## BEGIN RECORDS FOR THE EXERCISE

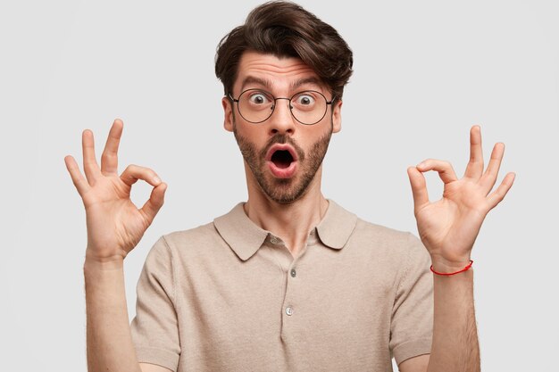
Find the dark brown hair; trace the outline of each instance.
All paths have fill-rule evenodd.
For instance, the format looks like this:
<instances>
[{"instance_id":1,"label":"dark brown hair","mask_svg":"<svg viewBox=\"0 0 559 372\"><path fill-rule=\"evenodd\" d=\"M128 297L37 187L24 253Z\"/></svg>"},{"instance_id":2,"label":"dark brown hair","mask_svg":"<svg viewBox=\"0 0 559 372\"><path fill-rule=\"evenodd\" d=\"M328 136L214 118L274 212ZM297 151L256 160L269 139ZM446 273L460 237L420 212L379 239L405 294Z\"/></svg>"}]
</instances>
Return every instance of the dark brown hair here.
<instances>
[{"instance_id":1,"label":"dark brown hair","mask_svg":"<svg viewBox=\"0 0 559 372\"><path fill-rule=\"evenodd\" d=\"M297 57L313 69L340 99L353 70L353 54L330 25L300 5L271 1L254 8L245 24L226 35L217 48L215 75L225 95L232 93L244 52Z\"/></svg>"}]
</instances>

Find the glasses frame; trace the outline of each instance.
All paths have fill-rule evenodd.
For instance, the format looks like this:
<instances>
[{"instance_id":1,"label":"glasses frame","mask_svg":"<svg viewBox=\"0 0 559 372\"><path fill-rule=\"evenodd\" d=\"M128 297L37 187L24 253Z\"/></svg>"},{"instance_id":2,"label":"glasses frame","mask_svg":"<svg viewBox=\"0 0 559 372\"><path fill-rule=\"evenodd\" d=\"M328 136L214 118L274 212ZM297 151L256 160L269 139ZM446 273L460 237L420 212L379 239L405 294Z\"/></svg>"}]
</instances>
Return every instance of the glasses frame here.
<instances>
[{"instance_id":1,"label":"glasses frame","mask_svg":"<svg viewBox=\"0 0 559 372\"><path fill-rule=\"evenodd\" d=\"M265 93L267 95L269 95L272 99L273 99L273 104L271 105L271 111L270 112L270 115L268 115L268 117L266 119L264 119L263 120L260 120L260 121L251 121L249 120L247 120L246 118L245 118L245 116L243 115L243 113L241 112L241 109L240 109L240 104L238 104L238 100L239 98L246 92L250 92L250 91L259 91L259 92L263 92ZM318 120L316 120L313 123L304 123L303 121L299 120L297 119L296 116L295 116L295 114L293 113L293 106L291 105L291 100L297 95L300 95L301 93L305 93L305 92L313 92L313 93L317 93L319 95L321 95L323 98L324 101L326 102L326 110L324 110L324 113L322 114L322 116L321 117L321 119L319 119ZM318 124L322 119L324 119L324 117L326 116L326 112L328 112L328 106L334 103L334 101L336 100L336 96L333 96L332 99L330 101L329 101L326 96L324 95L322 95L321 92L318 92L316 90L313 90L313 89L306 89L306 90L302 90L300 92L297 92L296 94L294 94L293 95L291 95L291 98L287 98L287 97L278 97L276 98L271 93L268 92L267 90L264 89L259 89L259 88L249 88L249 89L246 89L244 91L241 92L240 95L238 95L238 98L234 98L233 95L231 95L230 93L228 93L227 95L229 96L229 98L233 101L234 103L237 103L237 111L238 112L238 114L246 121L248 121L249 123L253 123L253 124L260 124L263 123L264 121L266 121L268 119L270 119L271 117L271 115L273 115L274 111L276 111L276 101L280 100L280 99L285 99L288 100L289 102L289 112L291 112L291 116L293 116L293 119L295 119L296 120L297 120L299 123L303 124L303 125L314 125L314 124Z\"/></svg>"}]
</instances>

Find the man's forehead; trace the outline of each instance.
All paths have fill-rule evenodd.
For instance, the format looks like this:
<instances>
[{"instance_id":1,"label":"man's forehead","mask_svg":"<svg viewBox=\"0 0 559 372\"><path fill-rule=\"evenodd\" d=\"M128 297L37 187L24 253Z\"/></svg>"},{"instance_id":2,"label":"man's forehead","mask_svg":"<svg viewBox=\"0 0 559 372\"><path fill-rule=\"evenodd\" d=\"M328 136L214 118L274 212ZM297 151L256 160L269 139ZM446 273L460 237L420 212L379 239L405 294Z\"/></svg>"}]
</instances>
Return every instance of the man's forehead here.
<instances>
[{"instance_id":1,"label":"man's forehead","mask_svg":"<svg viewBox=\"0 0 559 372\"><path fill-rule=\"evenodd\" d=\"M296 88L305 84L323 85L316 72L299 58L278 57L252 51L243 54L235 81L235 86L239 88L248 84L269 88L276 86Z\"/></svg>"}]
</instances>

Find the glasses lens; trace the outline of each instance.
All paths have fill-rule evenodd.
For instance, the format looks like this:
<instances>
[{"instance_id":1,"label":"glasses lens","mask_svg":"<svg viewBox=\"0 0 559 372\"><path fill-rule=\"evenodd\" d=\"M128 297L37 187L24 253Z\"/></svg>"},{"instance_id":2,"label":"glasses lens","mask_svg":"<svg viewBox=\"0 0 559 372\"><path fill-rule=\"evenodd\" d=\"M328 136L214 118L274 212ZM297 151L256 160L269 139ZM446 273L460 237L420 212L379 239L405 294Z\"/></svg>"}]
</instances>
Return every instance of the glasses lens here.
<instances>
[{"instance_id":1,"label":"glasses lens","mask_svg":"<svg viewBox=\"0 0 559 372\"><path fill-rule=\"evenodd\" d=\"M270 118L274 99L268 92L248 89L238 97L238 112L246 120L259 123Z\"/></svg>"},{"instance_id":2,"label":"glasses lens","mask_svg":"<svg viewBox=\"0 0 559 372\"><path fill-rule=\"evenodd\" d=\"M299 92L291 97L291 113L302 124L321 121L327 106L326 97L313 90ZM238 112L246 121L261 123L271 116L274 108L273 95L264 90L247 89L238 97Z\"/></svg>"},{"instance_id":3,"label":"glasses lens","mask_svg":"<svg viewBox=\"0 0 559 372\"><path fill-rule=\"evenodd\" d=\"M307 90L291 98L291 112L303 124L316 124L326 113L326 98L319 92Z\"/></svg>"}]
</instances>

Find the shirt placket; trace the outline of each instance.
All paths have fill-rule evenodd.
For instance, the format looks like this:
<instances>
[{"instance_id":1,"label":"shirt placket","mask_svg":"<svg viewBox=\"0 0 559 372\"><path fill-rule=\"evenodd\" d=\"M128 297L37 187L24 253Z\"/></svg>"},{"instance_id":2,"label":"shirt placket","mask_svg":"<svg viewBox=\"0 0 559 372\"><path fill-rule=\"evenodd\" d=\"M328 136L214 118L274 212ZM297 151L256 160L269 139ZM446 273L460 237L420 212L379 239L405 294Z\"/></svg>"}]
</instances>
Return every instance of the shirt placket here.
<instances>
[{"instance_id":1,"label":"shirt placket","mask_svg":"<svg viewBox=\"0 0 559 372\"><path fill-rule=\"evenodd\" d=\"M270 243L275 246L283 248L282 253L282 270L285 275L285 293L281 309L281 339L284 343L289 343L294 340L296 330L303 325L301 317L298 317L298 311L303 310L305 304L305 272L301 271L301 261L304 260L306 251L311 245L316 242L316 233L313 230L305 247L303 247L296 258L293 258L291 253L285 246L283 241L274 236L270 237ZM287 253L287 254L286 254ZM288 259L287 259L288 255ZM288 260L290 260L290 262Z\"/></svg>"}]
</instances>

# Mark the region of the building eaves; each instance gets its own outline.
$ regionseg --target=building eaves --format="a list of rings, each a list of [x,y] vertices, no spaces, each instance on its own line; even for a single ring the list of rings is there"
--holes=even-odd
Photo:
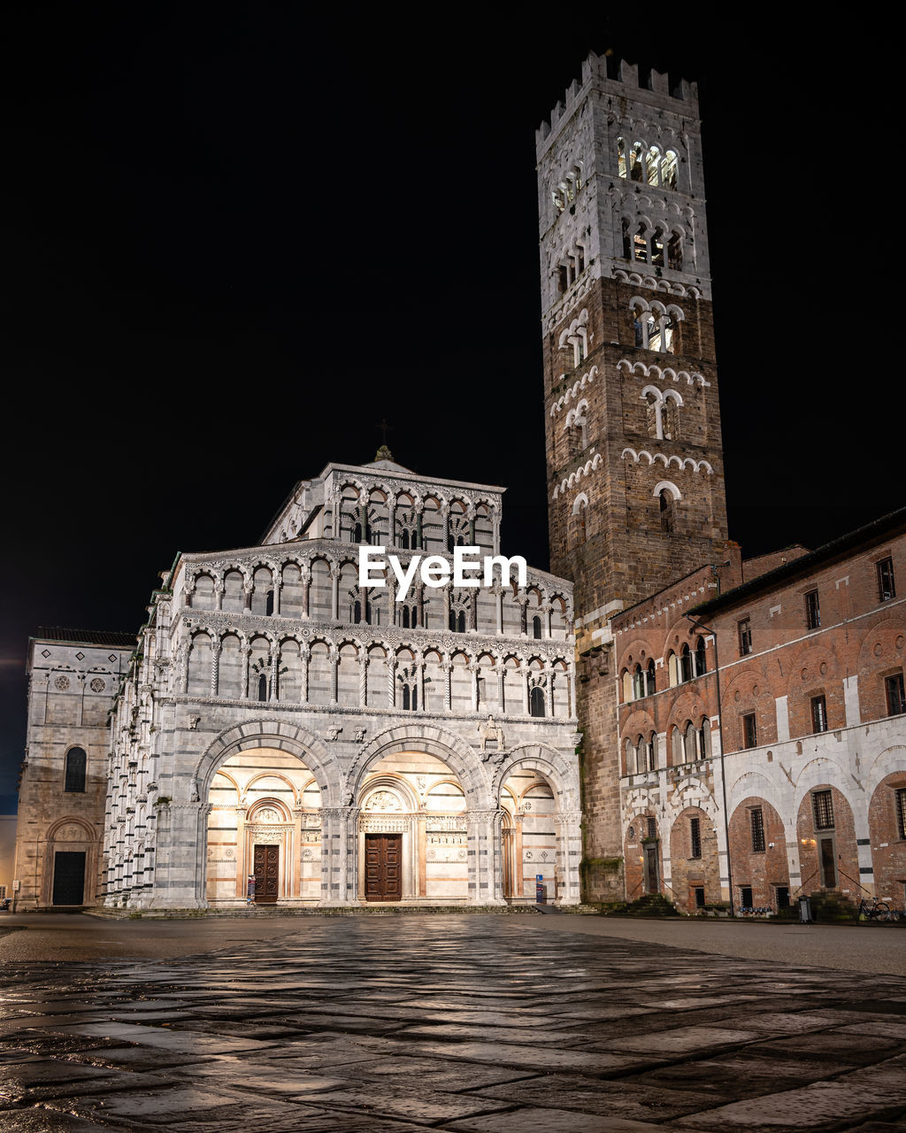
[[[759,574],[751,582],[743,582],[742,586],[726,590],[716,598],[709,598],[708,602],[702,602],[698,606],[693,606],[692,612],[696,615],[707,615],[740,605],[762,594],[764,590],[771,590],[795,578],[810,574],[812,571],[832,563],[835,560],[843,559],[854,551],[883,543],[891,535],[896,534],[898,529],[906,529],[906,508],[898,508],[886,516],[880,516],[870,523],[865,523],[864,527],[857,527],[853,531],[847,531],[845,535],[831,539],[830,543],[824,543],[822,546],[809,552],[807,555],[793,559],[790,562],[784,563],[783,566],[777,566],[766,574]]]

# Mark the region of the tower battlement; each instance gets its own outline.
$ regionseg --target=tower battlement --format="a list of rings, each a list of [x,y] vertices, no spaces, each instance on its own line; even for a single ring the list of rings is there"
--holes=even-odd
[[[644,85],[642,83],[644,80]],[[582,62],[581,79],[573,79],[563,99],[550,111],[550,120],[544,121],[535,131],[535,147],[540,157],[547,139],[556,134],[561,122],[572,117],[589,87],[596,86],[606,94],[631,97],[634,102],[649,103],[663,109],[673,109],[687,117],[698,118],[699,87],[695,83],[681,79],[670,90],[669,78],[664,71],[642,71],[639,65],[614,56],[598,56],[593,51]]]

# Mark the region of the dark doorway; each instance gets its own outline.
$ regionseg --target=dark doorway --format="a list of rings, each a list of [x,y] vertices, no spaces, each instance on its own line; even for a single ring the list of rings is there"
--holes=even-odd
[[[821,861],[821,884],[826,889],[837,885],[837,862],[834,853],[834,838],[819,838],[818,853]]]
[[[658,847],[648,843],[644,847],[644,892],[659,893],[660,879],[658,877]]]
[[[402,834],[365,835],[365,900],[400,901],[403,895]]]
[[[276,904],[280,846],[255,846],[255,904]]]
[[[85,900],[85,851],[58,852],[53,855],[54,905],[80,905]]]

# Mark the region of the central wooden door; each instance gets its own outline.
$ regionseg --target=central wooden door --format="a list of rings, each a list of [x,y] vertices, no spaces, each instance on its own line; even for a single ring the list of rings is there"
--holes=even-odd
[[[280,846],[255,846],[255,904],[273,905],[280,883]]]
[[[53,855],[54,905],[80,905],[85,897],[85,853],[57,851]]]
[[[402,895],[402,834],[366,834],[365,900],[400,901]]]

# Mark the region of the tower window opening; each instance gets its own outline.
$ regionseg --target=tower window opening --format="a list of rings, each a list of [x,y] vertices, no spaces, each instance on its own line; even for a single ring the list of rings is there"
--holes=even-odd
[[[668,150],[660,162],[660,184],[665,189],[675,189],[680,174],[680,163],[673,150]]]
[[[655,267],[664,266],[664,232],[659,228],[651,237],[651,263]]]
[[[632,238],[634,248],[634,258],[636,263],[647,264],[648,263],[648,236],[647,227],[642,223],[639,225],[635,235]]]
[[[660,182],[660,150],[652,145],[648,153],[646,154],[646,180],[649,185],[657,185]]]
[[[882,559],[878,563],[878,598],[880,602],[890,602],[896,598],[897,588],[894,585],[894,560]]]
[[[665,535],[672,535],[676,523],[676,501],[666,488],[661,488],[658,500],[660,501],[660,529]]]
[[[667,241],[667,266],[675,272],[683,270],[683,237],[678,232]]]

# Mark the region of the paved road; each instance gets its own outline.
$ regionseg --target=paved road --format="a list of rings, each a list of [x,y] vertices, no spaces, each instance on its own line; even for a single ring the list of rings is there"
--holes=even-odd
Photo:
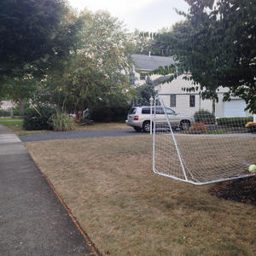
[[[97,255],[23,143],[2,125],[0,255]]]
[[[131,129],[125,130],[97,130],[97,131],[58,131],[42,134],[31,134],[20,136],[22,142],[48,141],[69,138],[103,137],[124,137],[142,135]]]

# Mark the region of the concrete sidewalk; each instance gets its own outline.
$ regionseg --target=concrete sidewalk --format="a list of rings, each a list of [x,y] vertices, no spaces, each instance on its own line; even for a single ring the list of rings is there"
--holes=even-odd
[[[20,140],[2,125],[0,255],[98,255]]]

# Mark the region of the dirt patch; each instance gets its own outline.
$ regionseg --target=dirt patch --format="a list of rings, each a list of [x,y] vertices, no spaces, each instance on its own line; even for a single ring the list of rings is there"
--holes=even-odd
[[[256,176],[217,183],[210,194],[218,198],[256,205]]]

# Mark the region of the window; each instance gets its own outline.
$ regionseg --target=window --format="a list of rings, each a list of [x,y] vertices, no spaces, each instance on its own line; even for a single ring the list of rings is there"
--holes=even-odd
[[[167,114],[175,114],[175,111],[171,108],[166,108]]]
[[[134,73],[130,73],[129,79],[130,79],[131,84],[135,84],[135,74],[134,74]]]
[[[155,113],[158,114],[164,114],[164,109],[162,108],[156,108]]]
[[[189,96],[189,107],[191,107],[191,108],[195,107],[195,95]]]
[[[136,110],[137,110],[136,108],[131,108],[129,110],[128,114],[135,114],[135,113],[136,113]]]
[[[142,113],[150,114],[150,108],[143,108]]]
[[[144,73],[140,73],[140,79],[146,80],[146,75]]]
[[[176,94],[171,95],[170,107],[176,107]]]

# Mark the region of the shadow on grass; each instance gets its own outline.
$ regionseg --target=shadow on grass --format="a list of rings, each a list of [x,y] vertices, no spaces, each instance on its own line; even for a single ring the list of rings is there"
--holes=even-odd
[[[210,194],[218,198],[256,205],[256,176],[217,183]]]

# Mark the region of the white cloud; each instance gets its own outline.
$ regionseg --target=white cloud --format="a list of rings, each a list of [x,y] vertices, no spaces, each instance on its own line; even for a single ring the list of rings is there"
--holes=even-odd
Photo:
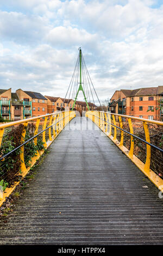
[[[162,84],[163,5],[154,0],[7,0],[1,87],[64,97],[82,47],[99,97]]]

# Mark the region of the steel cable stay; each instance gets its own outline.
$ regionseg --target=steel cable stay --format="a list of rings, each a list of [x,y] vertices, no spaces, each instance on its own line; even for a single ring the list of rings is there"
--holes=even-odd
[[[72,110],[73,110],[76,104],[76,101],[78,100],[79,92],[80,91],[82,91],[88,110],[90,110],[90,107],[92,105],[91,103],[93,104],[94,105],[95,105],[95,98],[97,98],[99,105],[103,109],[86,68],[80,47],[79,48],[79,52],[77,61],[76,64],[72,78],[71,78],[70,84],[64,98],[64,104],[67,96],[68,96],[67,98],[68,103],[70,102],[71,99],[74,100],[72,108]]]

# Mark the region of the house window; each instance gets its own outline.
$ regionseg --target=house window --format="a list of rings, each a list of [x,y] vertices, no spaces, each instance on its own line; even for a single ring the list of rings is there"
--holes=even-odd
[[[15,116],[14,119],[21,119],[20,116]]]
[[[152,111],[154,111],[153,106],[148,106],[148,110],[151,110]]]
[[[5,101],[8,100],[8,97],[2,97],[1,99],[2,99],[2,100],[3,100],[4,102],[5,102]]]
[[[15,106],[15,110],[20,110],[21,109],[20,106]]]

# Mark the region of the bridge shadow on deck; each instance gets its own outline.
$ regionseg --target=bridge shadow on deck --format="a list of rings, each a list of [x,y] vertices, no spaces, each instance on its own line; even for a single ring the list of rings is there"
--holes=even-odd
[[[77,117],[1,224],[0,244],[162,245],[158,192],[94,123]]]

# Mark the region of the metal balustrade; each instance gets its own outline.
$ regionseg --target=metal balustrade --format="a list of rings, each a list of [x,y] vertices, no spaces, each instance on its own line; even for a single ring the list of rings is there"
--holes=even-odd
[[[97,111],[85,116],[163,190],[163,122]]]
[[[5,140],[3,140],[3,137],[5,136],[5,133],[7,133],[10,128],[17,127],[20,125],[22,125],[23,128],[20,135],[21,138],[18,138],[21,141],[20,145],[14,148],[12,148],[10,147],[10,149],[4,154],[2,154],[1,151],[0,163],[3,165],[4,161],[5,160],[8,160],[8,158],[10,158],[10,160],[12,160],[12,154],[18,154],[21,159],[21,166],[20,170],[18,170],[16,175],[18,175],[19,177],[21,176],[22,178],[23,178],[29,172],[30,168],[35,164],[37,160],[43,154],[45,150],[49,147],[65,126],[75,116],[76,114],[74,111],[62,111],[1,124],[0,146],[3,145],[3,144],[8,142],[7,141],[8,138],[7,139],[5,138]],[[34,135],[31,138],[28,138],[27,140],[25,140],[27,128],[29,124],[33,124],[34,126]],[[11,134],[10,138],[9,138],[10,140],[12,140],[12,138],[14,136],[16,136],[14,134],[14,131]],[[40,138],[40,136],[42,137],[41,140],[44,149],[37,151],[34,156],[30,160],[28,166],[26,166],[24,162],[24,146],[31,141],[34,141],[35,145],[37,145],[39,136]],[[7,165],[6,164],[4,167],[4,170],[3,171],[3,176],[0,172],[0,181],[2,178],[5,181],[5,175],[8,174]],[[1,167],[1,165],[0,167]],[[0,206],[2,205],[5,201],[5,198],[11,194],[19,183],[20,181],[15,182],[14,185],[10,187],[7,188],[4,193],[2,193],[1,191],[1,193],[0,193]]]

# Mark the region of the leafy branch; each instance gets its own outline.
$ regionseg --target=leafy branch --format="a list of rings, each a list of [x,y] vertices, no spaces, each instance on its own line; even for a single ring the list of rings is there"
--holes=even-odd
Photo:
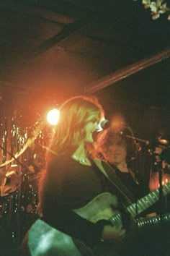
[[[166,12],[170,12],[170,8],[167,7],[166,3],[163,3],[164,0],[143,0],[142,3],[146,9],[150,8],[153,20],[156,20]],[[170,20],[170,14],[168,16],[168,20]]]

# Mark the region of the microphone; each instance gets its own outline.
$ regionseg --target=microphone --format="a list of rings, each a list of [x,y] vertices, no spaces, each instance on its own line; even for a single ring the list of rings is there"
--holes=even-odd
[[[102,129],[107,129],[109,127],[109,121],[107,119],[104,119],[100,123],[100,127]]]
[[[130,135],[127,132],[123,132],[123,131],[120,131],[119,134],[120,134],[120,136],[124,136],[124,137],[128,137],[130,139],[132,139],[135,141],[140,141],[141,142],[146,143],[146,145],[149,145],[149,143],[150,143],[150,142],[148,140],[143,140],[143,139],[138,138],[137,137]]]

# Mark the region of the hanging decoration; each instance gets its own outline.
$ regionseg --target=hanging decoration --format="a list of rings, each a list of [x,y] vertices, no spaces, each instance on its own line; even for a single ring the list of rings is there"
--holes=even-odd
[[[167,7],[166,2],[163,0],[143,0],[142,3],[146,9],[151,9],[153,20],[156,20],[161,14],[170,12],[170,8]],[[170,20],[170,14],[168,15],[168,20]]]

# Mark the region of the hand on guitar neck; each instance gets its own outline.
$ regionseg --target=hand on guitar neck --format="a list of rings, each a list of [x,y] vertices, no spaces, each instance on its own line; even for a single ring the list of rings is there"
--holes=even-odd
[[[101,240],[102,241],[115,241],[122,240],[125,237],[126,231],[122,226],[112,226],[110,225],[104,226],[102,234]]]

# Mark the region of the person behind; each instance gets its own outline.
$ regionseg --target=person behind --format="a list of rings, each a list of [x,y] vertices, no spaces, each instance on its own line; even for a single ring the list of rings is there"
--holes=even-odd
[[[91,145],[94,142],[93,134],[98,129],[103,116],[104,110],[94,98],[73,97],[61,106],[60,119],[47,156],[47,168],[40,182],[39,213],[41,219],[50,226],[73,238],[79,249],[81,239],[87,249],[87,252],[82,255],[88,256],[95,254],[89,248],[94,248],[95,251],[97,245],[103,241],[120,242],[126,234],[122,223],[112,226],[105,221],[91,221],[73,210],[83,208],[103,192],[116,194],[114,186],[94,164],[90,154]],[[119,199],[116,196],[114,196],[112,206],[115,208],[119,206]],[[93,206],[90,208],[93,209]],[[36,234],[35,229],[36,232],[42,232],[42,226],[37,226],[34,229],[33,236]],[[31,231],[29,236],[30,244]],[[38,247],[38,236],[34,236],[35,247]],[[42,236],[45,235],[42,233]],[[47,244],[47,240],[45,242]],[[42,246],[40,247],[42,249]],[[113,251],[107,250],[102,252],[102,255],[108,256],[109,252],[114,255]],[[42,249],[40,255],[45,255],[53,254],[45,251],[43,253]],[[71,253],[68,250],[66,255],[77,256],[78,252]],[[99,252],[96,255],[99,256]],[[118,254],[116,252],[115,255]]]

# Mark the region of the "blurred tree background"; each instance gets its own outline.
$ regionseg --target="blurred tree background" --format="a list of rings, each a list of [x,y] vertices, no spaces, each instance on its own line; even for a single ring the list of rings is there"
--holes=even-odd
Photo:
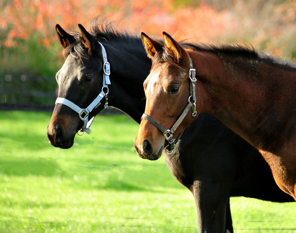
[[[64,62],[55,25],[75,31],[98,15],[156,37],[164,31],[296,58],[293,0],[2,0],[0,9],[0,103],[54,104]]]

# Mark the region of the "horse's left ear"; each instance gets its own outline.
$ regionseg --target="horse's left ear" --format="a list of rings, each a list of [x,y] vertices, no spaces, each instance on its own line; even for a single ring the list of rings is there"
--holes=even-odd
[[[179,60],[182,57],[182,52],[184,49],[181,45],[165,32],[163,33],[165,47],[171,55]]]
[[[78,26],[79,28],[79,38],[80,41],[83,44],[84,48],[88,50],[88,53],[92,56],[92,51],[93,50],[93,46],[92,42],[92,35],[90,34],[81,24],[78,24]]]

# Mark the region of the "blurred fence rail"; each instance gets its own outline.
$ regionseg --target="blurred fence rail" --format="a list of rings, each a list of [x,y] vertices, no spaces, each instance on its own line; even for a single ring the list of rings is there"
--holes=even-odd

## END RECORDS FOR THE EXERCISE

- REQUEST -
Copy out the listing again, word for word, from the line containing "# Mark the region of the tower battlement;" through the line containing "[[[85,900],[85,851],[58,852],[53,855],[54,905],[80,905]]]", both lines included.

- WRITTEN RESPONSE -
# Mark the region of the tower battlement; each instance gets its own outline.
$ regionseg --target=tower battlement --format="a list of rings, each a list of [x,y] vertices, no spaces, each instance on its own line; even for a single ring the list of rings is there"
--holes=even-odd
[[[644,85],[642,83],[644,80]],[[582,62],[581,79],[573,79],[563,99],[550,111],[550,120],[544,121],[535,131],[535,147],[540,157],[547,139],[556,134],[561,122],[572,117],[589,87],[596,86],[606,94],[631,97],[634,102],[649,103],[663,109],[673,109],[687,117],[698,118],[699,87],[695,83],[681,79],[670,90],[669,78],[664,71],[642,71],[639,65],[614,56],[598,56],[593,51]]]

# Mark the region of the dark doorway; each instance gets its own outline.
$ regionseg --target=dark doorway --format="a list of rings, each a list of [x,y] vertices, no spaces, each instance on its own line; even for a single ring the list of rings is there"
--holes=even-odd
[[[821,861],[821,884],[826,889],[837,885],[837,862],[834,853],[834,838],[819,838],[818,853]]]
[[[658,847],[648,843],[644,847],[644,892],[659,893],[660,879],[658,877]]]
[[[402,834],[365,835],[365,900],[400,901],[403,895]]]
[[[276,904],[280,846],[255,846],[255,904]]]
[[[85,900],[85,851],[58,852],[53,855],[54,905],[80,905]]]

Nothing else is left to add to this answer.